Nothing but the lines from the one containing "Point to the small" through the end of the entries should be set down, each exactly as written.

Entries shown -
+ + +

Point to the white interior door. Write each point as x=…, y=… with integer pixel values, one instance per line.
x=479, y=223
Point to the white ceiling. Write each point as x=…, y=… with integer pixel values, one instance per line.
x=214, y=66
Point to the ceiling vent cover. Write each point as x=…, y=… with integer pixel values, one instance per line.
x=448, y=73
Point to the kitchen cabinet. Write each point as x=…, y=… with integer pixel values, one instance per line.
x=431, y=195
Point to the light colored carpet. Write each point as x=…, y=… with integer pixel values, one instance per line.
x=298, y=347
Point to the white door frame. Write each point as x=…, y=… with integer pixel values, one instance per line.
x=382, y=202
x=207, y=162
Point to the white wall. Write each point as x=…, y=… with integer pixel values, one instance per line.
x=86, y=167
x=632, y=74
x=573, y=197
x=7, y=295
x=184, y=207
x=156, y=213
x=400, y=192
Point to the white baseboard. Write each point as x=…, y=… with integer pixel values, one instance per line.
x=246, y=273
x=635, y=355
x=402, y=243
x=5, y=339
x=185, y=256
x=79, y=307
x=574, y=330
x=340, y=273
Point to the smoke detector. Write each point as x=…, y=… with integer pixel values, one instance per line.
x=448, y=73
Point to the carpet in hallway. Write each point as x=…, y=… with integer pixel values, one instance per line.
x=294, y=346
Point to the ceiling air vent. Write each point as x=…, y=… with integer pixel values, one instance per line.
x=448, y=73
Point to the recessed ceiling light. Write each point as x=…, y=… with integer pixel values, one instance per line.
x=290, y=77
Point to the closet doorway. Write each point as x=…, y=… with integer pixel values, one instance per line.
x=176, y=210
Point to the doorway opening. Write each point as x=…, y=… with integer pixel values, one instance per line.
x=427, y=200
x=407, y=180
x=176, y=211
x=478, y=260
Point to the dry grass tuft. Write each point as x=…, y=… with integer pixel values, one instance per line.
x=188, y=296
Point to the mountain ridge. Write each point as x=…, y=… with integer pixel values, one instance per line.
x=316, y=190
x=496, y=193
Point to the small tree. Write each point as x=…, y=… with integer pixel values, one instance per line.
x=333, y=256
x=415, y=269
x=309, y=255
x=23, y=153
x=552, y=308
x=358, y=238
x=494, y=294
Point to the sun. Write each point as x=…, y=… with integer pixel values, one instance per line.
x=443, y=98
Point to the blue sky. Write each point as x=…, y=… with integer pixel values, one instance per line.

+ + +

Response area -
Point to the small tree. Write each point as x=…, y=… with integer pixel values, one instance per line.
x=333, y=256
x=415, y=269
x=309, y=255
x=23, y=153
x=552, y=308
x=358, y=238
x=494, y=294
Point to the sun. Write each point as x=…, y=… with integer pixel values, one instance per line.
x=443, y=98
Point to the blue sky. Write each point as x=…, y=… with integer pixel values, one instance per line.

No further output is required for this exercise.